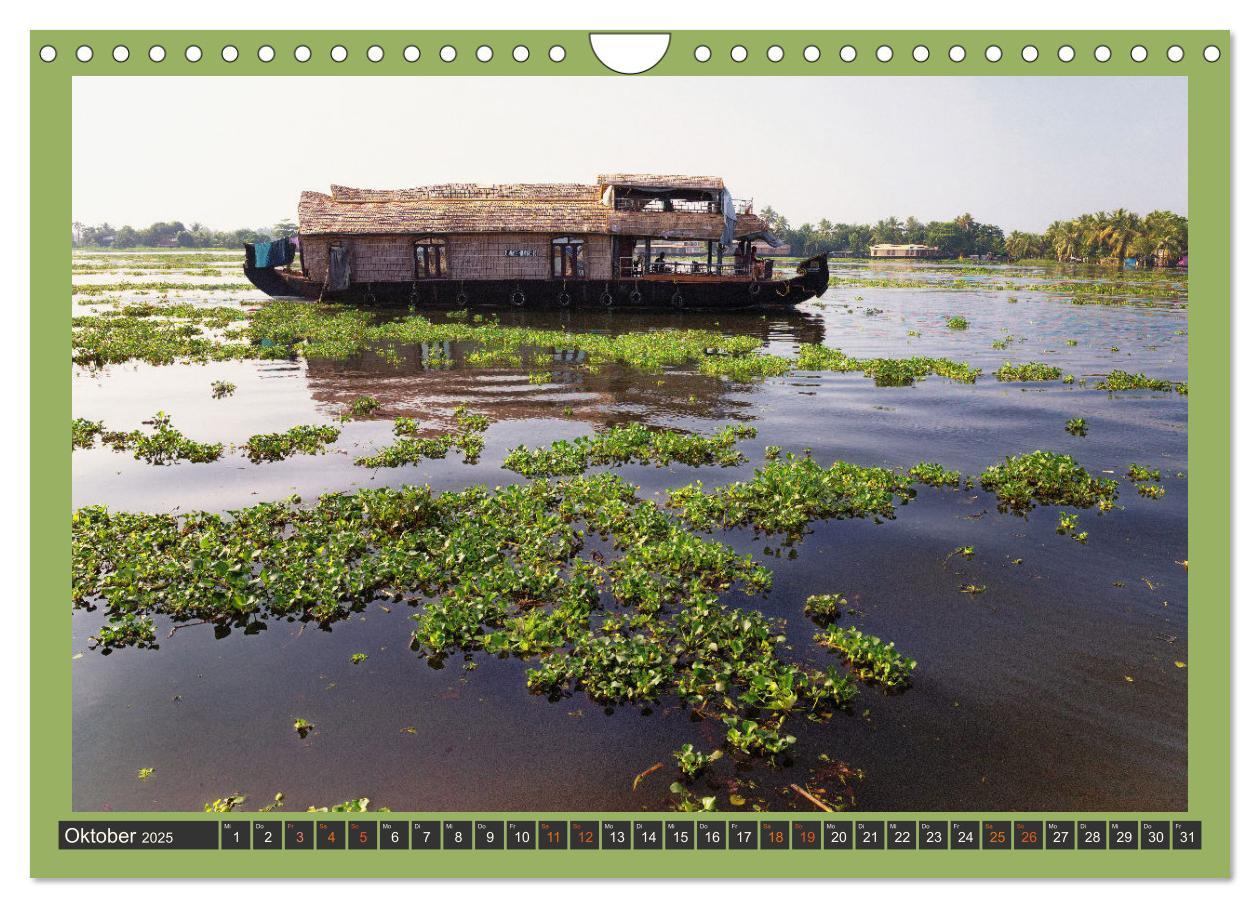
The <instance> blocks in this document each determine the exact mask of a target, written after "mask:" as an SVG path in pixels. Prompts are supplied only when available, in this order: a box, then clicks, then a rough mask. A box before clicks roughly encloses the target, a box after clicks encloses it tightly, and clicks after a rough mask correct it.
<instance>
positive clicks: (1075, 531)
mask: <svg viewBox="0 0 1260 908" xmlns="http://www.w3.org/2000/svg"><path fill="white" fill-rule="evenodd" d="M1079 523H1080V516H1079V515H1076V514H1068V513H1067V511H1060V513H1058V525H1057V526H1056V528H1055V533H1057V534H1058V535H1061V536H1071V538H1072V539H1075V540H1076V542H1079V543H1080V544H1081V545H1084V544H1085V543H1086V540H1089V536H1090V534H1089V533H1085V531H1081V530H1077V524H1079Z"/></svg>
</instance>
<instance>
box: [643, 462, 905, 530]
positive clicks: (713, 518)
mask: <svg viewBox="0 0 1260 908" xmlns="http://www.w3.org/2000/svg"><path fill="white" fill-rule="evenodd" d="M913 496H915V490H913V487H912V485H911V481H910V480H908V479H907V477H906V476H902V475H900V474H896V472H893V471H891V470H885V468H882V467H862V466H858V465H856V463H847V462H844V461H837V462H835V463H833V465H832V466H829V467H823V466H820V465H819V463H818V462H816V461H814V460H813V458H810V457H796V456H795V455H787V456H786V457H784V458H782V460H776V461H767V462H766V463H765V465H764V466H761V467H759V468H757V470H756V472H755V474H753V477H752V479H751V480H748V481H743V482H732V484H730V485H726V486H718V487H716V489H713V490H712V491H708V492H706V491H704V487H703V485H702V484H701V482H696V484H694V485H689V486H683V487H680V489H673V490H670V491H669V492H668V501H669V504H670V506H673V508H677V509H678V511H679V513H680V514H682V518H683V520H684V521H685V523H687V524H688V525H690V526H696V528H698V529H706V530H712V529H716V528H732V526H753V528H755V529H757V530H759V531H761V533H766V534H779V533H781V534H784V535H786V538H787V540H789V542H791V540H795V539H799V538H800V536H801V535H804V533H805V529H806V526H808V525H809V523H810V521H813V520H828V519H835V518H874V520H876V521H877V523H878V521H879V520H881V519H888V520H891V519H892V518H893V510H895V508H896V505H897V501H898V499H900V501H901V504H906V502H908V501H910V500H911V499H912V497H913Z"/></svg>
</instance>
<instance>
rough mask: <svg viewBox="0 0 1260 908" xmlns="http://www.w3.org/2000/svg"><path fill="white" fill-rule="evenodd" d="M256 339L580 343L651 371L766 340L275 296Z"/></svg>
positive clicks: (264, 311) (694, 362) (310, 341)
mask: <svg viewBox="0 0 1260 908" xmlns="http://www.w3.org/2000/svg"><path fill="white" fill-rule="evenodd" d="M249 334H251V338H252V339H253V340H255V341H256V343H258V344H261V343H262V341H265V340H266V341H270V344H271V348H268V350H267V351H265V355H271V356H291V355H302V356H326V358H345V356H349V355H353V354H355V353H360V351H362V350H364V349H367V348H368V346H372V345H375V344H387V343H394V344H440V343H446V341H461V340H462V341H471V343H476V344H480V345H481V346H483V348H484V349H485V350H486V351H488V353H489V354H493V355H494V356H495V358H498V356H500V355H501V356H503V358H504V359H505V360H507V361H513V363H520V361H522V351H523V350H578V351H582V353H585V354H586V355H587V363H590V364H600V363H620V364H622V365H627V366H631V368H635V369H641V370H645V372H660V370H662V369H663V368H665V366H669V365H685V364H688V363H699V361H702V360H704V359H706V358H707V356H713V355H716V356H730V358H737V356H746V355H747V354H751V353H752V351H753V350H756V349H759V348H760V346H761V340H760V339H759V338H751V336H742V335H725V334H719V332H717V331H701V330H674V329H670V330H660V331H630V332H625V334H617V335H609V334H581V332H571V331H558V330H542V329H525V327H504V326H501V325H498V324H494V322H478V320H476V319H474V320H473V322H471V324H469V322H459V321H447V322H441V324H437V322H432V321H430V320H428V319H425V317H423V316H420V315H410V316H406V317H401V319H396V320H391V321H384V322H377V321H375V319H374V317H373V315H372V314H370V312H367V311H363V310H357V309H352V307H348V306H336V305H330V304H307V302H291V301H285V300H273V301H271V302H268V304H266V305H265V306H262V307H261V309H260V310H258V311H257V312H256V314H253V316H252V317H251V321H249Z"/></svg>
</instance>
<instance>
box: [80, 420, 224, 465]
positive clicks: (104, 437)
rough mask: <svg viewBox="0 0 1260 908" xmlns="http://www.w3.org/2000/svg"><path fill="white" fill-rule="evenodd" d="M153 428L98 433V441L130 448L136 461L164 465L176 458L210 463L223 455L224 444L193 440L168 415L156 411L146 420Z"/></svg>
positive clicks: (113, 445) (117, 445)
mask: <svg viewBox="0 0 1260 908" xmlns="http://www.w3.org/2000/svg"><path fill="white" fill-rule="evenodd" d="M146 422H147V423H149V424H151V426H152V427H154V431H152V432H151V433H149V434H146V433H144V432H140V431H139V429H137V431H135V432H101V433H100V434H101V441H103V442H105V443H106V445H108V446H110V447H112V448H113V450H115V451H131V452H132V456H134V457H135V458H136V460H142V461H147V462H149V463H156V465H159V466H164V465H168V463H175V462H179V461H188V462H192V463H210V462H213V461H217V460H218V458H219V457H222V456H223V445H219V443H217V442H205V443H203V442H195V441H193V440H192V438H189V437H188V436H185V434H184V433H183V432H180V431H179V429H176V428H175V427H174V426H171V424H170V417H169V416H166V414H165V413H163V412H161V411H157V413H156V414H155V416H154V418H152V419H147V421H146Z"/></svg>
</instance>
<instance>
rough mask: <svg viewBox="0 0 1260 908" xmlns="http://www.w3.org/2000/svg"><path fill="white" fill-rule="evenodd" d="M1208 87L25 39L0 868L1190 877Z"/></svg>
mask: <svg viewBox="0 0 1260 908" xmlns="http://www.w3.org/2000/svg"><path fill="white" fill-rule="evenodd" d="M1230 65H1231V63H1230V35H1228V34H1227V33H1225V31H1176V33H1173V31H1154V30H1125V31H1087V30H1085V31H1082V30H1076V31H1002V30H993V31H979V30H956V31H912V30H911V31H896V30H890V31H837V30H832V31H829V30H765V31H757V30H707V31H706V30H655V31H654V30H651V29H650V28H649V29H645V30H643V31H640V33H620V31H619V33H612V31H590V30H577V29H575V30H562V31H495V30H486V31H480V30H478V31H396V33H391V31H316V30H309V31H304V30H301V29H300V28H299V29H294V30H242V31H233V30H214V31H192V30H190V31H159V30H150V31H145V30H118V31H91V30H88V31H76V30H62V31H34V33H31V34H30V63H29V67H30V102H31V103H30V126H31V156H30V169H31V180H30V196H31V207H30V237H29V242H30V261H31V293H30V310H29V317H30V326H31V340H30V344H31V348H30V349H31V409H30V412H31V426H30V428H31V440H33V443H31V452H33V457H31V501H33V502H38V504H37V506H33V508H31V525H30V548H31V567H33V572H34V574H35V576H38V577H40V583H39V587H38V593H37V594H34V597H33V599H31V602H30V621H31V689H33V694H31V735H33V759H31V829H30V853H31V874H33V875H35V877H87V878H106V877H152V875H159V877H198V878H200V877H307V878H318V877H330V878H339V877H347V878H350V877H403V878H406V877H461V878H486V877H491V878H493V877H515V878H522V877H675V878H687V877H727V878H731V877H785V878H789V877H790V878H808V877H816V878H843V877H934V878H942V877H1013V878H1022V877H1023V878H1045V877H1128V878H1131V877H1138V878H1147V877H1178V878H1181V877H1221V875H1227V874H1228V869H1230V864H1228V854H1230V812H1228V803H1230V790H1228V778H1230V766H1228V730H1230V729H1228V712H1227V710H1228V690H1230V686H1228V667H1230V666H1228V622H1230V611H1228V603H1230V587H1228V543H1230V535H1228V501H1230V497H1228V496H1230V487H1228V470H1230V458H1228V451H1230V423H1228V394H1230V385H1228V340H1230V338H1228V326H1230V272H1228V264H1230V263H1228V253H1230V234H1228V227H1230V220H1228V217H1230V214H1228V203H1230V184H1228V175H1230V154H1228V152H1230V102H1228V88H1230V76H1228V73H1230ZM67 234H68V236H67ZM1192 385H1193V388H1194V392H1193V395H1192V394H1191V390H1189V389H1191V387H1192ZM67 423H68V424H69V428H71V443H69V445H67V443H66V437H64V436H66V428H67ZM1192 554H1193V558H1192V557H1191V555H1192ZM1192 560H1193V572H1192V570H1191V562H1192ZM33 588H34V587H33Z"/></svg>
· · · · · · ·
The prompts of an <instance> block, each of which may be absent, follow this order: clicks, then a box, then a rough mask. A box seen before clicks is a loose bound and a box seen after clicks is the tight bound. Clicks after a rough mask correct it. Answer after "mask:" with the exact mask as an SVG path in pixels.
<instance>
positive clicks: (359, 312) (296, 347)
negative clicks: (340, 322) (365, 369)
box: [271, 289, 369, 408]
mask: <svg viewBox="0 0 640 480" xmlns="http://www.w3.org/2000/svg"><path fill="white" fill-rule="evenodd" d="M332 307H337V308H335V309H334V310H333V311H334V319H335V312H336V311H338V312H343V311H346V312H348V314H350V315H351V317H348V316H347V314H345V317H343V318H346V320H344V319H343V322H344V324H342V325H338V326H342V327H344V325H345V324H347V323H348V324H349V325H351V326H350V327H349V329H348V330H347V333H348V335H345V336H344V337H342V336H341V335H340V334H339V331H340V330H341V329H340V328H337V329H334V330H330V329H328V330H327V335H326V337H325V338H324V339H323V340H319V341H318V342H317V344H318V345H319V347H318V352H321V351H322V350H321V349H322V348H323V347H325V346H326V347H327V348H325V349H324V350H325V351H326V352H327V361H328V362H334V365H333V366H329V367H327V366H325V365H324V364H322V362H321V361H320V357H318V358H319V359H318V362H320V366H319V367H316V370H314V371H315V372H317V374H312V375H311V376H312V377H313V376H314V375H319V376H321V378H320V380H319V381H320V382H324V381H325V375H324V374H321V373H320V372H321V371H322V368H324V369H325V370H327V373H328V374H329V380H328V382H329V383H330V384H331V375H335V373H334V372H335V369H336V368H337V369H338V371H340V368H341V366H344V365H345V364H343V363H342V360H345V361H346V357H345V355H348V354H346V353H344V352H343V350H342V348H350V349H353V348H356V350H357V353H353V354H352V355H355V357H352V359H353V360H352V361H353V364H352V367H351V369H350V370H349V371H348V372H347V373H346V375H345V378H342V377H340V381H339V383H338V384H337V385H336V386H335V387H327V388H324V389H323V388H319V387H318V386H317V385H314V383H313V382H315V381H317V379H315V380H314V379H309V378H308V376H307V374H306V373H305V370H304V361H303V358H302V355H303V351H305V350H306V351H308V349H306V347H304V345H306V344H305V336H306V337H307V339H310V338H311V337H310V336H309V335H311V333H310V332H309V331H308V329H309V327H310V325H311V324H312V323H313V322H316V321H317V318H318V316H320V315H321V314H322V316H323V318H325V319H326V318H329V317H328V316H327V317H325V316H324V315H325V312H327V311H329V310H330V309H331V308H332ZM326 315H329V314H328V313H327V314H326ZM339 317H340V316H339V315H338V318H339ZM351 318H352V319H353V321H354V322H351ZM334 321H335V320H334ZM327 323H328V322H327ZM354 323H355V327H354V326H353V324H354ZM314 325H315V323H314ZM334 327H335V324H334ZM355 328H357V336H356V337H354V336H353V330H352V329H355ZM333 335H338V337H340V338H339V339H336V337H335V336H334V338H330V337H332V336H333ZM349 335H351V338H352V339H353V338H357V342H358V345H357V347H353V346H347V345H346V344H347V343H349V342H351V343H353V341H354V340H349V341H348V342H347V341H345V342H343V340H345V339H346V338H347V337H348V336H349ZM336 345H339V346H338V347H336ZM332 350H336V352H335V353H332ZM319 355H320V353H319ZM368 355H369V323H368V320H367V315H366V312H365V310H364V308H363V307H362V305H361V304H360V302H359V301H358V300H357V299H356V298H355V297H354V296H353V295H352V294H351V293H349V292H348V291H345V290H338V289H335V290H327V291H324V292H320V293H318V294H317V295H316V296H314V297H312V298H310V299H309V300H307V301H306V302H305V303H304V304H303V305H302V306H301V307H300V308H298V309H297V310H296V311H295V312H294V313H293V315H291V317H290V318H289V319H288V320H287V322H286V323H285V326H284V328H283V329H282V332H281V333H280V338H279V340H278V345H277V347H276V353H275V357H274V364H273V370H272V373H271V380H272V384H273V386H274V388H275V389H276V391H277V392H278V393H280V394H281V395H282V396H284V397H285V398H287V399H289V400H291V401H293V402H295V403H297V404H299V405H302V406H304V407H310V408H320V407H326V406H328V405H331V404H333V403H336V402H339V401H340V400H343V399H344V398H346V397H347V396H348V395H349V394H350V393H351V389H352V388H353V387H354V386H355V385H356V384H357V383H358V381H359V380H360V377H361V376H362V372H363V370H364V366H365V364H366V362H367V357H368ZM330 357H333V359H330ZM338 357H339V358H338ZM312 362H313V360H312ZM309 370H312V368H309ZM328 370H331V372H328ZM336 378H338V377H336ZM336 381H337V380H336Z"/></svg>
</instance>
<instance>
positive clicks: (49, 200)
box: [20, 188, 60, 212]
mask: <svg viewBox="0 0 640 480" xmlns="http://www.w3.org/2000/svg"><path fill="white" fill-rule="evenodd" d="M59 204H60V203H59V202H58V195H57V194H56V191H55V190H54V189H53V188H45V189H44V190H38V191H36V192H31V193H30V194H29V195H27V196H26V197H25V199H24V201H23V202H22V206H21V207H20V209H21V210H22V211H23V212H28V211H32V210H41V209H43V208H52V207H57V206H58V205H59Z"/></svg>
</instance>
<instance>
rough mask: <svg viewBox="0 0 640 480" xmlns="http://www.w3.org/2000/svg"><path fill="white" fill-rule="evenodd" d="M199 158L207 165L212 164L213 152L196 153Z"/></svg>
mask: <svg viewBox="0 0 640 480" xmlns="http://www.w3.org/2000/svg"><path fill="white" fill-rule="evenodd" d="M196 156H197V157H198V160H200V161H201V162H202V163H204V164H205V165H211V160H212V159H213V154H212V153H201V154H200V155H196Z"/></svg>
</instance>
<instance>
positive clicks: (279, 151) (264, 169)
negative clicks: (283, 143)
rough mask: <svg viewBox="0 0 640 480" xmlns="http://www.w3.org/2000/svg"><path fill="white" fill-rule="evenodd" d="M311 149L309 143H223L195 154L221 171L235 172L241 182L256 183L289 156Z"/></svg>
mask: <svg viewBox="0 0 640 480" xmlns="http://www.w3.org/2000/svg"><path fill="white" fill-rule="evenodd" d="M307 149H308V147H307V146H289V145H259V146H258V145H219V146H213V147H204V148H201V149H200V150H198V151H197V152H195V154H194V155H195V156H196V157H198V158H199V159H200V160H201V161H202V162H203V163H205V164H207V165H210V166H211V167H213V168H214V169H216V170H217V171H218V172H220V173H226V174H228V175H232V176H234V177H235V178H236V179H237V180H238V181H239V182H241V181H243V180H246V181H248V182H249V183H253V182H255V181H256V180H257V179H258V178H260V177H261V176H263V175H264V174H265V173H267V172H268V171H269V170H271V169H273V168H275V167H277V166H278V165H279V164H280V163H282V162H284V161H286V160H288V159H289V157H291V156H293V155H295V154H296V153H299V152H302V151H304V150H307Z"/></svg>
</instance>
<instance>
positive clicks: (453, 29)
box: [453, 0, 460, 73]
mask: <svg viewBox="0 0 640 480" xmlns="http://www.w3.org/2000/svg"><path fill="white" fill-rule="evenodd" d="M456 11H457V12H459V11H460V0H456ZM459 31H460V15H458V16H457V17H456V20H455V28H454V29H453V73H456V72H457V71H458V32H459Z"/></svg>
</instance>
· · · · · · ·
## EXERCISE GOAL
Tally every line in the listing that holds "negative" and answer with the total only.

## SOLUTION
2